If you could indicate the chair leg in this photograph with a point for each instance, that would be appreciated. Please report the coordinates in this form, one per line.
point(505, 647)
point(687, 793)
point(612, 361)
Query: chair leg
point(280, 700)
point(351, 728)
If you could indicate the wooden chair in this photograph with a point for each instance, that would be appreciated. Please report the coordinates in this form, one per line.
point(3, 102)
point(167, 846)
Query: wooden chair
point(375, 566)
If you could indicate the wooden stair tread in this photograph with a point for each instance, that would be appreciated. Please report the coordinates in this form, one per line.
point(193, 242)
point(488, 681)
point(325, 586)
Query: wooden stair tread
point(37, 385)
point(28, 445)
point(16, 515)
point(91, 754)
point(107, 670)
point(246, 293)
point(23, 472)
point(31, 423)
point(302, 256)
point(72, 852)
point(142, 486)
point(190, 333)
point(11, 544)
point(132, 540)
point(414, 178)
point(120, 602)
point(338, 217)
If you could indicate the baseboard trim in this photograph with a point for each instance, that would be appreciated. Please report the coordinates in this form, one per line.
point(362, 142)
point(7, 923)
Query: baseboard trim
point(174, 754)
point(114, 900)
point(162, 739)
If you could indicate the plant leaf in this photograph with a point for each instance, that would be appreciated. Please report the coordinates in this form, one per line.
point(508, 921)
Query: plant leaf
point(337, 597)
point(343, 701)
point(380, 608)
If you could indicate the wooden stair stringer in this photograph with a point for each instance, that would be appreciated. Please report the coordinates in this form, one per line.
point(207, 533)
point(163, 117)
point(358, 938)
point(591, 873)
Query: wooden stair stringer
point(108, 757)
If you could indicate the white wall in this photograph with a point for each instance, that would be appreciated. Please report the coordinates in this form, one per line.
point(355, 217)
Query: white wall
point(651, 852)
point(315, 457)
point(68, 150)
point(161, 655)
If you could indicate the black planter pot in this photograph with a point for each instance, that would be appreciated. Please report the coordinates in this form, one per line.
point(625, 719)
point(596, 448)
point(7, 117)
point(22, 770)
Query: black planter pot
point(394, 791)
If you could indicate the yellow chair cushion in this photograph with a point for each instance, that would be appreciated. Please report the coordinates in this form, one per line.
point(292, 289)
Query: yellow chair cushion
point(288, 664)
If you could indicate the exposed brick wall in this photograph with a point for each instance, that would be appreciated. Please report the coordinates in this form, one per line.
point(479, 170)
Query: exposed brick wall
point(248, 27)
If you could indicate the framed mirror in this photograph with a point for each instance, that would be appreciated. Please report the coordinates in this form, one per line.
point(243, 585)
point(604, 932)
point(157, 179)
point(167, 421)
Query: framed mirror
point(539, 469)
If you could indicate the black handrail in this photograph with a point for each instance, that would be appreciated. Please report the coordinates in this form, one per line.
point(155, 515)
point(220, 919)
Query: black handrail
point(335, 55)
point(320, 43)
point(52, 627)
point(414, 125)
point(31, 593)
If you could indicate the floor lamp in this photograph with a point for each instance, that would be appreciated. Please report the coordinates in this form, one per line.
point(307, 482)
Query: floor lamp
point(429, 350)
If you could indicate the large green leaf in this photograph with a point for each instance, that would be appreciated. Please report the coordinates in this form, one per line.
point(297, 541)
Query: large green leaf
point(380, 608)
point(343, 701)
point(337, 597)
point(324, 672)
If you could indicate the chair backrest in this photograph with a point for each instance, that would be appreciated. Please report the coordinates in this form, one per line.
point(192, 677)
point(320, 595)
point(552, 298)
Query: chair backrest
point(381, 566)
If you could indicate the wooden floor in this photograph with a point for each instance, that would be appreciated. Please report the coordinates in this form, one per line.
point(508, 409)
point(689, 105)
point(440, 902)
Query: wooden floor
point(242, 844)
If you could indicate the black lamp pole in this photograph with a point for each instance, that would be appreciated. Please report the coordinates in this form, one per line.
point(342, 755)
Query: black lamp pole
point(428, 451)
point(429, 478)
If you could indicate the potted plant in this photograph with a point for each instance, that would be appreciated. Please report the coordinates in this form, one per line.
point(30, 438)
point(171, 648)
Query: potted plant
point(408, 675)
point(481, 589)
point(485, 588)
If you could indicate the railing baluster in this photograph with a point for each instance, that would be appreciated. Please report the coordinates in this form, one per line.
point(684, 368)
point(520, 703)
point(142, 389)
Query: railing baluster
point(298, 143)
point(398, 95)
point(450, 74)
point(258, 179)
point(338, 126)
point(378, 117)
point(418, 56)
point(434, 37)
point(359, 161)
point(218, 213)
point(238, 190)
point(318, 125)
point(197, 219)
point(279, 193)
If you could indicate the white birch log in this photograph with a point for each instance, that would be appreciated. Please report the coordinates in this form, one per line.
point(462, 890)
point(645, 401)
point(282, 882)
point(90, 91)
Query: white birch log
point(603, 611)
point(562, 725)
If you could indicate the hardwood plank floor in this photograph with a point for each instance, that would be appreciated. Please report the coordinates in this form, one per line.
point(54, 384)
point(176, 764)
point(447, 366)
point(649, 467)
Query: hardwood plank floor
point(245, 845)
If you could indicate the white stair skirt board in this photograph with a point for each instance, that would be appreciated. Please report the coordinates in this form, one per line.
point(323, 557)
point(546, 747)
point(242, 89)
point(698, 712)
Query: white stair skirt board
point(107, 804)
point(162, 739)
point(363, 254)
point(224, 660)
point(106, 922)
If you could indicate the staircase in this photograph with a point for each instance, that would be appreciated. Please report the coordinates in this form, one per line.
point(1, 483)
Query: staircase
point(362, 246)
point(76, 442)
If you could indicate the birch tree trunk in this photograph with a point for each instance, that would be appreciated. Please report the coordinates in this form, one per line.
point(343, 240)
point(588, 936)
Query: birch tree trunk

TASK TO CARRY OUT >> Set out the complete listing exactly as shown.

THE RESPONSE >>
If you could indicate the chair leg in this photograph with a point for each instance, that would be appreciated. Please report the coordinates in this form, one per line.
point(505, 647)
point(687, 793)
point(612, 361)
Query: chair leg
point(280, 700)
point(351, 728)
If you could indicate the wooden chair in this photograph with a point for each instance, that would be appreciated. Please report the coordinates in this form, one per line.
point(3, 102)
point(167, 846)
Query: wooden chair
point(375, 566)
If you could indicate the wooden stair tread in this photograph with a point for each instance, that would be appreciated. Please report the coordinates in this form, one per line.
point(193, 242)
point(488, 681)
point(325, 586)
Query: wooden stair tread
point(37, 385)
point(28, 445)
point(16, 515)
point(91, 754)
point(107, 670)
point(246, 293)
point(23, 472)
point(31, 423)
point(302, 256)
point(72, 852)
point(142, 486)
point(190, 333)
point(11, 544)
point(132, 540)
point(414, 178)
point(120, 602)
point(338, 217)
If you could indicate the baseboard trim in this photograph with a point for each instance, that would be appreciated. Please report the coordinates in this form, one per line.
point(362, 142)
point(7, 923)
Query: baseboard trim
point(174, 754)
point(114, 900)
point(162, 739)
If you could indicate the plant leaf in this photograph with a point for each instance, that would be appreciated. Please report the coordinates in this form, one per line.
point(508, 921)
Query: plant leaf
point(337, 597)
point(343, 701)
point(380, 608)
If you could indicate the wooden stair stringer in this photograph with a point for each instance, that would be appreciated. Please report the coordinates in this form, one per line.
point(207, 533)
point(163, 117)
point(358, 938)
point(591, 873)
Query: wooden stair stringer
point(108, 757)
If you could indicate the white wall in this photograph with a point for each instance, that would be appreciated. Please report the coordinates in this form, one per line.
point(355, 217)
Query: white wall
point(651, 852)
point(315, 457)
point(68, 150)
point(161, 655)
If you could indicate the black planter pot in this photograph with a point for each instance, that would be appreciated. Please report the coordinates in this form, one per line.
point(625, 719)
point(596, 448)
point(7, 117)
point(22, 770)
Query: black planter pot
point(394, 791)
If you could indicate the yellow chair cushion in this photograph with a point for each instance, that would be appreciated. Please report the coordinates in this form, one per line.
point(292, 289)
Query: yellow chair cushion
point(288, 664)
If you could indicate the exposed brick wall in this photograph with a point for each instance, that would be appreciated. Please report the coordinates in this form, one per line.
point(479, 170)
Query: exposed brick wall
point(248, 27)
If you could indicate the framed mirror in this photograph with a point for each instance, that would be appreciated. Please report the coordinates in this form, one per line.
point(243, 585)
point(604, 932)
point(157, 179)
point(167, 421)
Query: framed mirror
point(539, 469)
If you could indicate the black handrail in this photograph with a point for each instance, that would be appreciated. Please report the coordinates in this form, one per line.
point(155, 515)
point(220, 919)
Query: black handrail
point(335, 55)
point(320, 43)
point(52, 627)
point(414, 125)
point(31, 593)
If you could indicate the floor lamp in this photograph with a point for each instance, that would be appreciated. Please report the coordinates in this form, one per line.
point(307, 482)
Query: floor lamp
point(429, 350)
If you could indicate the large green leaf in this photograph with a point for each instance, that would be appreciated. Please report the coordinates in this form, one per line.
point(297, 541)
Query: large green leaf
point(380, 608)
point(343, 701)
point(337, 597)
point(324, 672)
If you could indicate the chair backrest in this photograph with a point for each instance, that would be appreciated. Please report the coordinates in this form, one per line.
point(192, 677)
point(320, 595)
point(552, 298)
Query: chair backrest
point(381, 566)
If you could indicate the wooden floor in this photograph with a point for each instance, that would be appreciated. Please report the coordinates in this form, one per line.
point(508, 409)
point(689, 105)
point(440, 902)
Query: wooden floor
point(242, 844)
If you could indicate the black lamp pole in this photograph with a point for each instance, that would be appreciated. Please report the coordinates in this form, one per line.
point(342, 755)
Query: black lamp pole
point(428, 451)
point(429, 478)
If you could indicate the potted plant in this photograph with a point for each instance, that would be appreciated. Please report the coordinates in this form, one per line.
point(30, 438)
point(171, 648)
Query: potted plant
point(408, 675)
point(481, 589)
point(485, 588)
If you could indicate the railing baluster in this photograph with a point for each instance, that would be appreciated. Please report the coordinates in this form, one per line.
point(684, 368)
point(520, 703)
point(142, 389)
Query: railing baluster
point(298, 143)
point(398, 95)
point(450, 74)
point(258, 179)
point(338, 126)
point(378, 117)
point(418, 56)
point(434, 37)
point(359, 161)
point(218, 213)
point(238, 190)
point(318, 125)
point(197, 219)
point(279, 193)
If you could indicate the white birch log in this photograph with a point for each instance, that would be appreciated. Please report the coordinates in this form, one per line.
point(462, 890)
point(645, 401)
point(282, 882)
point(90, 91)
Query: white birch log
point(603, 611)
point(562, 725)
If you could indicate the hardwood plank floor in this photograph with a point for each instance, that would be appreciated. Please report the coordinates in this form, one per line.
point(54, 384)
point(176, 764)
point(447, 366)
point(649, 467)
Query: hardwood plank floor
point(245, 845)
If you could indicate the white stair skirt board in this photograph with a point for each instance, that would be appreciated. Please report the coordinates in this form, one per line.
point(323, 557)
point(546, 747)
point(242, 89)
point(698, 712)
Query: white stair skirt board
point(107, 804)
point(162, 739)
point(363, 254)
point(224, 660)
point(106, 922)
If you could indicate the staircase in this photograph with a point for each instance, that would be appreciated. Please report the coordinates in this form, one per line.
point(1, 483)
Query: staircase
point(362, 246)
point(76, 442)
If you could indicate the birch tree trunk in this photograph with a point for each instance, that would be appreciated. Please report the coordinates in this form, one per line.
point(343, 240)
point(588, 936)
Query: birch tree trunk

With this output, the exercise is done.